- **EXTRACT PROVIDED**
** START **

Last week we looked at how just as God ordained purity and passion for marriage, He also longs for a pure and passionate bride. This week we will consider how God ordained male and female for marriage and also covenant for marriage — and how these both also apply to our relationship with Him. (This first point is challenging, and I’d love comments to help me make it better, clearer, and stronger.)
WHAT CAUSED ADAM TO BREAK OUT
INTO SONG UPON SEEING EVE?
FINALLY, HERE WAS SOMEONE LIKE HIM.
BONE OF HIS BONE
FLESH OF HIS FLESH,
IN THE SAME WAY, WE ARE LIKE HIM.
AND YET, SO NOT LIKE HIM
THE SONG PUTS THIS POETICALLY.
HE IS LIKE AN APPLE TREE IN THE GARDEN THAT
PROVIDES SUSTENANCE AND SHELTER.
INDEED, HE IS THE TREE OF LIFE.
SHE IS LIKE A FLOWER THAT BRINGS
BEAUTY AND FRAGRANCE TO THE GARDEN
THIS IS, IN PART, THE MYSTERY OF MARRIAGE
THAT POINTS TO SOMETHING FAR MORE WONDERFUL.
1. What stood out to you from the above and why?
Monday-Thursday Bible Study:
POINT ONE: Similarity yet Otherness
…Marriage is living with glory… It is living with a mystery that is fully visible, with a flesh-and-blood person who can be touched and held, questioned and probed and examined and even made love to, to our heart’s content, but who nevertheless proves to be utterly and impenetrably mysterious, infinitely contemplable.

** END **

- **DIRECTION 1**
Select every line of the records below that contains the string "instance", and copy each such line in full.

- **DATASET**

** START **

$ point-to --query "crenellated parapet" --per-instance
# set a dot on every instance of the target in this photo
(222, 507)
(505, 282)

** END **
** START **

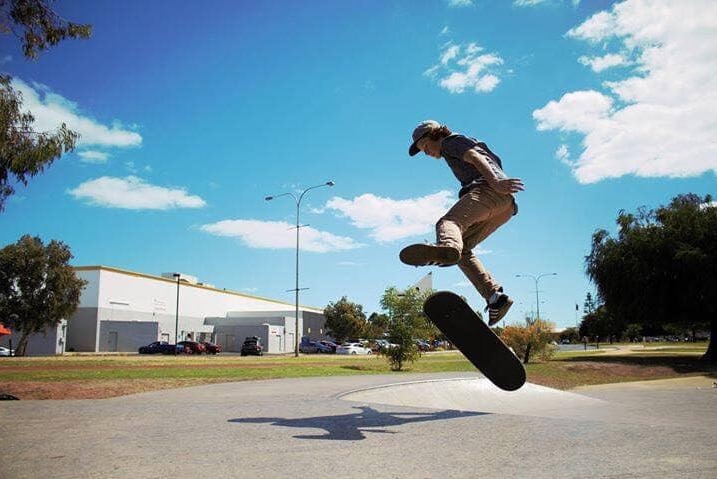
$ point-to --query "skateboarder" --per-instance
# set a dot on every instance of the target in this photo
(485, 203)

** END **

- **DIRECTION 2**
Return the entire passage on marriage above without any changes.

- **FINISHED ANSWER 1**
$ point-to --query "crenellated parapet" --per-instance
# set a dot on every instance of the target in this photo
$ point-to --query "skateboarder" --per-instance
# set a dot on every instance of the target in this photo

- **FINISHED ANSWER 2**
Last week we looked at how just as God ordained purity and passion for marriage, He also longs for a pure and passionate bride. This week we will consider how God ordained male and female for marriage and also covenant for marriage — and how these both also apply to our relationship with Him. (This first point is challenging, and I’d love comments to help me make it better, clearer, and stronger.)
WHAT CAUSED ADAM TO BREAK OUT
INTO SONG UPON SEEING EVE?
FINALLY, HERE WAS SOMEONE LIKE HIM.
BONE OF HIS BONE
FLESH OF HIS FLESH,
IN THE SAME WAY, WE ARE LIKE HIM.
AND YET, SO NOT LIKE HIM
THE SONG PUTS THIS POETICALLY.
HE IS LIKE AN APPLE TREE IN THE GARDEN THAT
PROVIDES SUSTENANCE AND SHELTER.
INDEED, HE IS THE TREE OF LIFE.
SHE IS LIKE A FLOWER THAT BRINGS
BEAUTY AND FRAGRANCE TO THE GARDEN
THIS IS, IN PART, THE MYSTERY OF MARRIAGE
THAT POINTS TO SOMETHING FAR MORE WONDERFUL.
1. What stood out to you from the above and why?
Monday-Thursday Bible Study:
POINT ONE: Similarity yet Otherness
…Marriage is living with glory… It is living with a mystery that is fully visible, with a flesh-and-blood person who can be touched and held, questioned and probed and examined and even made love to, to our heart’s content, but who nevertheless proves to be utterly and impenetrably mysterious, infinitely contemplable.